* _Objective_
What follows is a block of records; reproduce all of it verbatim.

[Begin Dataset records]

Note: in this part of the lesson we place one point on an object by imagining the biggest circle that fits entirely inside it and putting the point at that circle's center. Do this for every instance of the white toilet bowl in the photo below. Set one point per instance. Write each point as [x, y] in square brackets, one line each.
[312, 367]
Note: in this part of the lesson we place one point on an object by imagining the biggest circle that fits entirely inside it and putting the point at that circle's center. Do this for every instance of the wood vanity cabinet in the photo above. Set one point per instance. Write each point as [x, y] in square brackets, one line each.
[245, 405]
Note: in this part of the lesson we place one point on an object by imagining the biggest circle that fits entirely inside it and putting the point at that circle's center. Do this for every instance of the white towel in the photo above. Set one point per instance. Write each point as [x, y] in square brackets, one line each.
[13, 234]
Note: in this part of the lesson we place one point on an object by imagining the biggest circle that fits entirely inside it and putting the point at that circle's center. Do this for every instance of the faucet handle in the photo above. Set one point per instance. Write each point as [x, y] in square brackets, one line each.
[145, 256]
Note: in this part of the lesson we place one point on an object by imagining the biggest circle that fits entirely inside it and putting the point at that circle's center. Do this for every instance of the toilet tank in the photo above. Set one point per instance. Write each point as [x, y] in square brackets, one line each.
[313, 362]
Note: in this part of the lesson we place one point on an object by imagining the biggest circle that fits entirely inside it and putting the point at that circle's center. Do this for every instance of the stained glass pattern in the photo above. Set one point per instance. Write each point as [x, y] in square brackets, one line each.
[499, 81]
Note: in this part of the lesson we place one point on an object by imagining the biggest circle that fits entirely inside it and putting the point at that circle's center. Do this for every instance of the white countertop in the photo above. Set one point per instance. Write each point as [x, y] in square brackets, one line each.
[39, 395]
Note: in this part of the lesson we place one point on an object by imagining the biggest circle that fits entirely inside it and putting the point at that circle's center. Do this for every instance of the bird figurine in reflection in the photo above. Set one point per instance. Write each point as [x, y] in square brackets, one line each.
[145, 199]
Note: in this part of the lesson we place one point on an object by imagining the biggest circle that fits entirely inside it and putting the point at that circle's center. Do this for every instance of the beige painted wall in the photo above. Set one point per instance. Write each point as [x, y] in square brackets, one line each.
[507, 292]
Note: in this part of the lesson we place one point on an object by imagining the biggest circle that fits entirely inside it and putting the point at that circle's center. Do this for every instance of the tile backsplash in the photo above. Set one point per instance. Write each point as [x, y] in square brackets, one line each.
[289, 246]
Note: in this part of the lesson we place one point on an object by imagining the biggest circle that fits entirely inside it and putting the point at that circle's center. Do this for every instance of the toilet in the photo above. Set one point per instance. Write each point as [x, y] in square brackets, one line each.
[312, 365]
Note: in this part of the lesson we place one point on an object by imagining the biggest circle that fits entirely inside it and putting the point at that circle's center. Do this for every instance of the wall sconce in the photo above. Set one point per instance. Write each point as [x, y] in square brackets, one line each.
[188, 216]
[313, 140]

[End Dataset records]

* _The result_
Note: in this part of the lesson we place one point on an object by imagining the biggest circle that fits entirely inside it and putting the point at that circle's center. Do this for every instance of the white toilet bowl in the photo below. Set one point per instance. Write each point as [x, y] in square brackets, one line each.
[312, 367]
Note: in this part of the lesson we place one point on an object by imagining the biggest circle that fits entirely inside it and putting the point at that circle's center. Do this for every instance of the wood vanity cabinet in the photo above. Set one point per instance. Write each point as [x, y] in square brackets, one line each.
[245, 405]
Note: in this part of the lesson we place one point on an object by imagining the biggest circle that fits entirely inside it and putting the point at that circle's center. Do this for every instance of the white towel in the photo above. Set one point per instance. Write each point as [x, y] in square brackets, one line each.
[13, 234]
Note: in this part of the lesson we place one point on an object by imagining the biggest circle that fits entirely inside it and putting the point at that circle's center. Do this for every instance of the faucet handle in the photo above. Set one point per instance. Write each point as [x, y] in square brackets, one line each.
[145, 256]
Note: in this part of the lesson we place one point on an object by imagining the biggest circle that fits entirely inside it and putting the point at that circle's center. Do this for every instance of the toilet tank in the photo above. Set one point per instance. Write each point as [x, y] in square brackets, one line each.
[313, 362]
Note: in this part of the lesson we place one point on an object by imagining the biggest circle that fits entirely inside it and putting the point at that circle's center. Do this for every instance of the stained glass pattern in the photo above. Set one point per instance. Write each point as [x, y] in square brackets, one line each.
[499, 81]
Note: in this part of the lesson we place one point on an object by imagining the biggest circle that fits entirely inside it and putting the point at that circle's center. Do this for every instance of the white countertop in the photo above. Set one point per instance. Write each point as [x, y] in square brackets, one line each.
[39, 395]
Note: in this part of the lesson we place one point on an object by imagining the biggest circle that fits entirely inside it and putting the point at that circle's center. Do this for every instance of the bird figurine in reflection in the photo above. Set one point per instance. Write each point as [x, y] in square brackets, one line each.
[145, 199]
Note: in this part of the lesson we place one point on an object by imagining the biggest circle that fits entirely inside it and putting the point at that circle's center. Do this for every instance of the beige painted wall in the photo above. Set one point per instance. Write each point as [x, y] in square brackets, one line each.
[507, 292]
Note: in this part of the lesson we place one point on an object by imagining the biggest circle that fits entirely inside it and putting the point at that circle's center. Do this for every instance of the tile backsplash in the photo above. Set one point per instance. Write each point as [x, y] in square brackets, one line each.
[289, 246]
Note: in this part of the lesson we place one point on an object by imagining the biggest circle that fits entirely inside it and putting the point at that circle's center. Do this for every instance of the toilet in the photo above. Set one point per instance. Write each point as [x, y] in square brackets, one line each.
[312, 365]
Note: in this part of the lesson we place one point on an object by imagining the biggest circle that fits entirely inside it and putting the point at that circle's center. Do this for every instance of the wall sconce in the photo above. Set one point per instance. Write each point as [x, y] in square brackets, one line each.
[188, 216]
[313, 140]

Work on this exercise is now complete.